## EXERCISE
The reply should be an exact transcription of every record.

+++ RECORDS FOR PROCESSING +++

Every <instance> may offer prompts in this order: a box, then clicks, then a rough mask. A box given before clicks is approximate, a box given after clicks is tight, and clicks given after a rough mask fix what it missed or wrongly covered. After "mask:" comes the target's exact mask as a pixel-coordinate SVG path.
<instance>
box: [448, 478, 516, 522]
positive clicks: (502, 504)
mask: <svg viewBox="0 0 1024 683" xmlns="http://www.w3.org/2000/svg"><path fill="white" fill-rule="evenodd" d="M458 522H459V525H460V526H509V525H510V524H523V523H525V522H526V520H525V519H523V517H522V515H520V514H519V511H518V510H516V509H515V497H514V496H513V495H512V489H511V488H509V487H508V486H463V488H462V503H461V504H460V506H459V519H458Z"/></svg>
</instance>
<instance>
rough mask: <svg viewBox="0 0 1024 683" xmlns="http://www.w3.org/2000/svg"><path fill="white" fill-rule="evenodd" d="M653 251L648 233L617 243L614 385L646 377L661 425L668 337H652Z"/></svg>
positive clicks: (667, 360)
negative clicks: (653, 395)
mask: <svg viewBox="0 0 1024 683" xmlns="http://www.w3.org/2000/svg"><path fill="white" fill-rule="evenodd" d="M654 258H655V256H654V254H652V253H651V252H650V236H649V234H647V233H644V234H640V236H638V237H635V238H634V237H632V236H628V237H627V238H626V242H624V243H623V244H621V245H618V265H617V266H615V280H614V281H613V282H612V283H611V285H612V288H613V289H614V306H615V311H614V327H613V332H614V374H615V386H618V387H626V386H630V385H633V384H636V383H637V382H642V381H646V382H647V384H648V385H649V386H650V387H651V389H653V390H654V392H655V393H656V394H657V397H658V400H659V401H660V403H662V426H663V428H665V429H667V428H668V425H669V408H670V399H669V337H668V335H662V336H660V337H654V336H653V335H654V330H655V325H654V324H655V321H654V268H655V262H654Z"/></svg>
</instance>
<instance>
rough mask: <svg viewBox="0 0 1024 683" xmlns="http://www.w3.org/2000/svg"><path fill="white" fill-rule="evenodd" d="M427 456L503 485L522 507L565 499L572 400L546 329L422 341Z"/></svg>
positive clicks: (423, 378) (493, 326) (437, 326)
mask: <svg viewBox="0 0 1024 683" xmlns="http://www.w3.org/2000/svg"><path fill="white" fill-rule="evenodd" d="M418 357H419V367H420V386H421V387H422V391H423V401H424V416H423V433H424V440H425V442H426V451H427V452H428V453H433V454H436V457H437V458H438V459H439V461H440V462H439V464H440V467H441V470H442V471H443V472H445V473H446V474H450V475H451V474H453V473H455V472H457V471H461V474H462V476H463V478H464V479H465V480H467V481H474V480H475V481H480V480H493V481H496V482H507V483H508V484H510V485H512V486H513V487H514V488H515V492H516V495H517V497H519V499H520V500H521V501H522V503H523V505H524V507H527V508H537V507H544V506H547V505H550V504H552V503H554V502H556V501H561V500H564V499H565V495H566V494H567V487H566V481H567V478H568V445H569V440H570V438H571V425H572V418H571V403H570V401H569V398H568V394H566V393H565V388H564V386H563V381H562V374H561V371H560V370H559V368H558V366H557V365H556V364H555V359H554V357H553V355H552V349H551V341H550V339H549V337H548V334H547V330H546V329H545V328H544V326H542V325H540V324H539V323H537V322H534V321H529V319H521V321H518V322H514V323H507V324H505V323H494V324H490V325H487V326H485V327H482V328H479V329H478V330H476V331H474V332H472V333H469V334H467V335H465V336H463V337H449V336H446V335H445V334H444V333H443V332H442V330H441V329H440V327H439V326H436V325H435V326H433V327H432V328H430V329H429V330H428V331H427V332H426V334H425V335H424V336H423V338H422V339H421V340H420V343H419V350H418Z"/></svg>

+++

## ANSWER SPACE
Every <instance> may offer prompts in this order: a box, then clicks, then a rough mask. A box given before clicks is approximate, a box given after clicks is tight, and clicks given after a rough mask fix what it missed or wrongly covered. After "mask:" comes the target's exact mask as a pixel-coordinate SVG path.
<instance>
box: [448, 478, 516, 522]
positive clicks: (502, 504)
mask: <svg viewBox="0 0 1024 683" xmlns="http://www.w3.org/2000/svg"><path fill="white" fill-rule="evenodd" d="M458 522H459V525H460V526H509V525H510V524H523V523H525V522H526V520H525V519H523V517H522V515H520V514H519V511H518V510H516V509H515V497H514V496H513V495H512V489H511V488H509V487H508V486H463V488H462V503H461V504H460V506H459V519H458Z"/></svg>
</instance>
<instance>
rough mask: <svg viewBox="0 0 1024 683" xmlns="http://www.w3.org/2000/svg"><path fill="white" fill-rule="evenodd" d="M653 251L648 233L617 243L614 385L646 377L661 425L668 337H652Z"/></svg>
positive clicks: (667, 360)
negative clicks: (653, 395)
mask: <svg viewBox="0 0 1024 683" xmlns="http://www.w3.org/2000/svg"><path fill="white" fill-rule="evenodd" d="M654 258H655V256H654V254H652V253H651V252H650V236H649V234H647V233H644V234H640V236H638V237H635V238H634V237H632V236H628V237H627V238H626V242H624V243H623V244H621V245H618V265H617V266H615V280H614V281H613V282H612V283H611V285H612V288H613V289H614V306H615V311H614V327H613V332H614V374H615V386H618V387H626V386H630V385H633V384H636V383H637V382H642V381H646V382H647V384H648V385H649V386H650V387H651V389H653V390H654V392H655V393H656V394H657V397H658V400H659V401H660V403H662V426H663V428H665V429H667V428H668V425H669V408H670V399H669V337H668V335H662V336H660V337H654V336H653V335H654V330H655V325H654V324H655V321H654V268H655V262H654Z"/></svg>
</instance>
<instance>
rough mask: <svg viewBox="0 0 1024 683" xmlns="http://www.w3.org/2000/svg"><path fill="white" fill-rule="evenodd" d="M427 456L503 485L522 507L565 499L572 400L546 329L422 341Z"/></svg>
positive clicks: (423, 378) (493, 326) (437, 326)
mask: <svg viewBox="0 0 1024 683" xmlns="http://www.w3.org/2000/svg"><path fill="white" fill-rule="evenodd" d="M418 357H419V367H420V386H421V387H422V391H423V401H424V416H423V433H424V440H425V442H426V451H427V452H428V453H433V454H436V457H437V458H438V459H439V461H440V462H439V464H440V467H441V470H442V471H443V472H445V473H446V474H450V475H451V474H453V473H455V472H457V471H461V474H462V476H463V478H464V479H465V480H467V481H474V480H475V481H480V480H493V481H496V482H507V483H508V484H510V485H512V486H513V487H514V488H515V492H516V495H517V497H519V499H520V500H521V501H522V503H523V505H524V507H527V508H537V507H544V506H547V505H550V504H552V503H554V502H556V501H561V500H564V499H565V495H566V494H567V487H566V481H567V478H568V445H569V440H570V438H571V425H572V418H571V403H570V401H569V398H568V394H566V393H565V388H564V386H563V381H562V374H561V371H560V370H559V368H558V366H557V365H556V364H555V359H554V357H553V355H552V349H551V341H550V339H549V337H548V334H547V330H546V329H545V328H544V326H542V325H540V324H539V323H537V322H534V321H529V319H521V321H518V322H514V323H507V324H505V323H494V324H490V325H487V326H485V327H482V328H479V329H478V330H476V331H474V332H472V333H469V334H467V335H465V336H463V337H449V336H446V335H445V334H444V333H443V332H442V330H441V329H440V327H439V326H436V325H435V326H433V327H432V328H430V329H429V330H428V331H427V332H426V334H425V335H424V336H423V338H422V339H421V340H420V343H419V350H418Z"/></svg>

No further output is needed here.